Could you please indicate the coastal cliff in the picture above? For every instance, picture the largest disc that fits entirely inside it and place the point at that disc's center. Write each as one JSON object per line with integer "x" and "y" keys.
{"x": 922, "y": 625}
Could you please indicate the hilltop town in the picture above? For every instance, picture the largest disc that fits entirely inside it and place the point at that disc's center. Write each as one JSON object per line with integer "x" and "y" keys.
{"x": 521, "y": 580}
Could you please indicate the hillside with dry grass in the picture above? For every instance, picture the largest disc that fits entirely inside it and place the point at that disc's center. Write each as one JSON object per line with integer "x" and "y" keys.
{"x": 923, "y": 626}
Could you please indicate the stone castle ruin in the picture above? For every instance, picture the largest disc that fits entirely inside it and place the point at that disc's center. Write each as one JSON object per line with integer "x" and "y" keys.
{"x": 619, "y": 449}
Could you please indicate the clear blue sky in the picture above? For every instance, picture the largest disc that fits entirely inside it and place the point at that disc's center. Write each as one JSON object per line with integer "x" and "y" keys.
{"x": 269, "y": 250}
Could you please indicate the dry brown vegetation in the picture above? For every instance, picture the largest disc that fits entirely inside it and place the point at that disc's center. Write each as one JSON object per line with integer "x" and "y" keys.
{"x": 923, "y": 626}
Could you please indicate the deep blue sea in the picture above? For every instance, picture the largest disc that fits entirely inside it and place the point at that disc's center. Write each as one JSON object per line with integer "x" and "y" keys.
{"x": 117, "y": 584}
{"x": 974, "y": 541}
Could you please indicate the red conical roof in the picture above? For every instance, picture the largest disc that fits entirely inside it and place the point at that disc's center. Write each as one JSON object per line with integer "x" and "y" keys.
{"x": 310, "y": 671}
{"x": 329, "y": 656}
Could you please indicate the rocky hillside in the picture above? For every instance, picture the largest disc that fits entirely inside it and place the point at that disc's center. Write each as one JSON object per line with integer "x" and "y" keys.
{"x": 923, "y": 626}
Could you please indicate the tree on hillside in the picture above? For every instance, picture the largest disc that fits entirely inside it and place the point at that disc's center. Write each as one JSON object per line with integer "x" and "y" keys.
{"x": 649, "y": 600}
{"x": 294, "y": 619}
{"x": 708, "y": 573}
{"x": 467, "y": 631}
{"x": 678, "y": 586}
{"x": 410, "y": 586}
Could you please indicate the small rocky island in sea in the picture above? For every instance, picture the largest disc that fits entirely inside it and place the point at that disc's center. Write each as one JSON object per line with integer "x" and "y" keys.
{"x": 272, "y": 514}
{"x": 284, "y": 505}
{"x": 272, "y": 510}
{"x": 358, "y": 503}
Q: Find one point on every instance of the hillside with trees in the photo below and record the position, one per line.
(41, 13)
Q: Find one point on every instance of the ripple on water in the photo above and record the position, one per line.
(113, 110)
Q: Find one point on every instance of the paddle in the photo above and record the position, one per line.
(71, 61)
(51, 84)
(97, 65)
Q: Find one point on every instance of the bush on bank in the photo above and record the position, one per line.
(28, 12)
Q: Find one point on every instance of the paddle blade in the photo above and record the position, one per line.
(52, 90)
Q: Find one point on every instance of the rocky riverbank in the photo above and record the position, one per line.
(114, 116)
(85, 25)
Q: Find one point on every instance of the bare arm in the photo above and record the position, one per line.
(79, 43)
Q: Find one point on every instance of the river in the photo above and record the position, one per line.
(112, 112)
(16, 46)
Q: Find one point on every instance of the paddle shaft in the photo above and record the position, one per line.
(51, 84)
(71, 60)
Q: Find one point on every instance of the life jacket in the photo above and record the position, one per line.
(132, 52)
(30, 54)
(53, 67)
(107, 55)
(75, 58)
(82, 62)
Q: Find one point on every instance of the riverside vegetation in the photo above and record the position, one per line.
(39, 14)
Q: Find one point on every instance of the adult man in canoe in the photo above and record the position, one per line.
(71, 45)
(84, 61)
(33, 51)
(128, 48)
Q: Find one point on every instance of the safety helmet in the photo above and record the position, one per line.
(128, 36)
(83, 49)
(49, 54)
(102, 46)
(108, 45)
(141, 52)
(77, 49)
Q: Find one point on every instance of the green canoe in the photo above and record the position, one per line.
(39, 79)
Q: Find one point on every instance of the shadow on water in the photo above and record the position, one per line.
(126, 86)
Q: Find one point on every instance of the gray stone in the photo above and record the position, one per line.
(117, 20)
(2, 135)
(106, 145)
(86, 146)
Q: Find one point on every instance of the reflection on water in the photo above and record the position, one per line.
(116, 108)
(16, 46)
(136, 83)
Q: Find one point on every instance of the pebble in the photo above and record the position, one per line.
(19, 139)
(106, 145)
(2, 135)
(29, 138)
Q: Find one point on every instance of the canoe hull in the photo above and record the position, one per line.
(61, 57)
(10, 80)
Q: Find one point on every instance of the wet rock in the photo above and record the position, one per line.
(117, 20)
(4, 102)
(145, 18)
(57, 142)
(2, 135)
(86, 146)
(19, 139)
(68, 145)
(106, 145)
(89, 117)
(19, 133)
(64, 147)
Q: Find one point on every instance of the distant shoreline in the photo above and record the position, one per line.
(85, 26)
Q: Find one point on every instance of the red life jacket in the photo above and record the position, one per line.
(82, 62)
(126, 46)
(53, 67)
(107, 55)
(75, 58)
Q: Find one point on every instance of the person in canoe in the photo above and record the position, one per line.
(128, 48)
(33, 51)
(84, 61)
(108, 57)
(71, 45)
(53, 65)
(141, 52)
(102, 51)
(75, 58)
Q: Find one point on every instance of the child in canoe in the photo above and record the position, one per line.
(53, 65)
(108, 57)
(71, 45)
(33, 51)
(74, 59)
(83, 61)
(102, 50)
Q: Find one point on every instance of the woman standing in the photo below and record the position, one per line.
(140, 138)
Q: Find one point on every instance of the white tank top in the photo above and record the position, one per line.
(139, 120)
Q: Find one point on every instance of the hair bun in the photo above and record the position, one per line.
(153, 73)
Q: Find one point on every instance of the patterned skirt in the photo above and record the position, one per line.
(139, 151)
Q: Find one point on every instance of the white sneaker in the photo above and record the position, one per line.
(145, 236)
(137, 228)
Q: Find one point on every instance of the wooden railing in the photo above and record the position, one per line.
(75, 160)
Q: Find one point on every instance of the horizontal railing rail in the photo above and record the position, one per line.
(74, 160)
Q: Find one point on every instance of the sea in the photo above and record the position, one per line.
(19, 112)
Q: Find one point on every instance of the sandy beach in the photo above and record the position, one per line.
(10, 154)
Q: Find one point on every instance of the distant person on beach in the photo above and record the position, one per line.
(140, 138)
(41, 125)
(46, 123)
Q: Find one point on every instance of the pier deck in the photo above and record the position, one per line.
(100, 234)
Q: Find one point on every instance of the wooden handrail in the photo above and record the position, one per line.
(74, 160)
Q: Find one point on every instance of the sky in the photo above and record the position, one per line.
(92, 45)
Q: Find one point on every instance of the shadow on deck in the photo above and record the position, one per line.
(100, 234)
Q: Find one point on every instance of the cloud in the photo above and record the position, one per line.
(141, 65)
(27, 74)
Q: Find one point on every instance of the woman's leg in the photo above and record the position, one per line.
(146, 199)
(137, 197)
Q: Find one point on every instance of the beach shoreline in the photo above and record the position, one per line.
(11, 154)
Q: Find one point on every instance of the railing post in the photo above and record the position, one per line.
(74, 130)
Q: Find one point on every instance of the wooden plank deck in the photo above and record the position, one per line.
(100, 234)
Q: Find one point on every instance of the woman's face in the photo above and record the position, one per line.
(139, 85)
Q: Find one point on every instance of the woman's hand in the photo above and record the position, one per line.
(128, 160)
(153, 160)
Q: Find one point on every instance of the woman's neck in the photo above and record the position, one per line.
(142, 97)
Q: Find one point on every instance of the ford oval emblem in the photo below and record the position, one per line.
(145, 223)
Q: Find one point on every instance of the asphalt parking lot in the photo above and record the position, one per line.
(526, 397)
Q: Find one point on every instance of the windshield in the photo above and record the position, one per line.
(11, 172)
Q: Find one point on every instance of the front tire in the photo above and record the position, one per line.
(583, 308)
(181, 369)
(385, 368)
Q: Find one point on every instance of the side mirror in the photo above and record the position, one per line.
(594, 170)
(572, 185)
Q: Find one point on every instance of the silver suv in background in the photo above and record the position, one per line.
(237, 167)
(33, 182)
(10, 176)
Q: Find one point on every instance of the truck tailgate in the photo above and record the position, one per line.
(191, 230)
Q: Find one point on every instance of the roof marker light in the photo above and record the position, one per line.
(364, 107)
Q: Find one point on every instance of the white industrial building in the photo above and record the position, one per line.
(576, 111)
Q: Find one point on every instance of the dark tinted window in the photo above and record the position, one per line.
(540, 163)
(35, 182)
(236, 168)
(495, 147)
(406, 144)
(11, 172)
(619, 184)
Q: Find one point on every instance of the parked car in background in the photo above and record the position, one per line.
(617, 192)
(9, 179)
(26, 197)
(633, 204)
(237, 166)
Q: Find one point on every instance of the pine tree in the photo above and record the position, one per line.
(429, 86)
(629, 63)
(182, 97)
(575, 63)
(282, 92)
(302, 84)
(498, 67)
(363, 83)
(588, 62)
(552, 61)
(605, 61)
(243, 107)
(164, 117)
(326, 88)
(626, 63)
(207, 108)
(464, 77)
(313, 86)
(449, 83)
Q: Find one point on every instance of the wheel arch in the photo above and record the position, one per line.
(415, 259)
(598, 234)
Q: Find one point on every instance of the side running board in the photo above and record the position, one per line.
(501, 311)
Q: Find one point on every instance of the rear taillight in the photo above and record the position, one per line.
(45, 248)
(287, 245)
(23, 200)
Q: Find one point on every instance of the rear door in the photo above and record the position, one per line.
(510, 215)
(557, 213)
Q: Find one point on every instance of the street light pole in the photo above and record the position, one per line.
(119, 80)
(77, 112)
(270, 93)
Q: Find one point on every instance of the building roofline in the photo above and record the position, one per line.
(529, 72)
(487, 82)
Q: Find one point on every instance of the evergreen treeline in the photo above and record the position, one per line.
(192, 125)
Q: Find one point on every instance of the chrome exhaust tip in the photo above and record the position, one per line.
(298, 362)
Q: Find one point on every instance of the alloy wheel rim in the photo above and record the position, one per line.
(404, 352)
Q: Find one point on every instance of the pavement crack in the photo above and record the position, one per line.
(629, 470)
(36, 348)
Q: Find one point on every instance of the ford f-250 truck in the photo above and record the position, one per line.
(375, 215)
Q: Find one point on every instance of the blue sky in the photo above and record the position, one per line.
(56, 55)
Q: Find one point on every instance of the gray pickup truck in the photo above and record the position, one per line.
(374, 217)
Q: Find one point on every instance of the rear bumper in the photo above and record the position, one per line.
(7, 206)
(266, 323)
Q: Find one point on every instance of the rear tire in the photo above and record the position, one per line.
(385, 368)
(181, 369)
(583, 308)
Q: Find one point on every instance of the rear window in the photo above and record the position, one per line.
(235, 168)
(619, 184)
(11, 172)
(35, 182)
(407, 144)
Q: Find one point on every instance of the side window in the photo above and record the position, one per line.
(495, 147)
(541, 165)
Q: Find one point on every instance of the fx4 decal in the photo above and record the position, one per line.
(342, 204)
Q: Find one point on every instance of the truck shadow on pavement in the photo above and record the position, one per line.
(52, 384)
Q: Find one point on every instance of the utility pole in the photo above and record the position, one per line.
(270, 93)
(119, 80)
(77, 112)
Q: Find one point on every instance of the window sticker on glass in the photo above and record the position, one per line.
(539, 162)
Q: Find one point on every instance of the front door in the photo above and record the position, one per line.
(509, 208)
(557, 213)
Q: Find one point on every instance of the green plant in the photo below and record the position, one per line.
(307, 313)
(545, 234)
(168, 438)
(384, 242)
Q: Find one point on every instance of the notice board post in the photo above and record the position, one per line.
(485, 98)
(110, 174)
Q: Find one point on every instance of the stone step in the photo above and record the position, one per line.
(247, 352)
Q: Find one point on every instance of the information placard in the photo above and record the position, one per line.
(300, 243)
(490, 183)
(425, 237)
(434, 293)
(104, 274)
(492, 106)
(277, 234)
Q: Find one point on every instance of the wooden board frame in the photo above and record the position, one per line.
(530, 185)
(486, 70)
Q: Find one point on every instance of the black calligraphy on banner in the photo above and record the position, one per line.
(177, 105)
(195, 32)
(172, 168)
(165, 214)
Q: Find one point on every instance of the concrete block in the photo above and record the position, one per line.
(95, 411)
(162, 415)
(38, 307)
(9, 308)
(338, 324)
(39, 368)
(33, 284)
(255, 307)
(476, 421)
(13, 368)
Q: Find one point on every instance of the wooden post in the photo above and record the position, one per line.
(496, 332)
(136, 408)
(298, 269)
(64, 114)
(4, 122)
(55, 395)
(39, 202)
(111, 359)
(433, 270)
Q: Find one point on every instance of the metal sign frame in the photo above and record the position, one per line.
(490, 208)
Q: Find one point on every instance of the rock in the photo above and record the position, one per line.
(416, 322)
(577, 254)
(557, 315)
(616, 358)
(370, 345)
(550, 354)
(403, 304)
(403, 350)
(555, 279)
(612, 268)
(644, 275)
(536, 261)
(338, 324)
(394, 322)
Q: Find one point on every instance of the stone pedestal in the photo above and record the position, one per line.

Aim of the exercise = Starting from the line that contains "Q: Find one point on every instance of the rock in", give again every line to the last line of the data, exactly. Include nothing else.

Response box =
Q: Find one point on every instance of the rock in the photo above and record the position, one per line.
(416, 322)
(577, 254)
(557, 315)
(616, 358)
(370, 345)
(550, 354)
(403, 304)
(403, 350)
(555, 279)
(612, 268)
(644, 275)
(536, 261)
(338, 324)
(394, 322)
Q: Find one point on every instance of the stone pedestal in the photo above and record the position, one per line.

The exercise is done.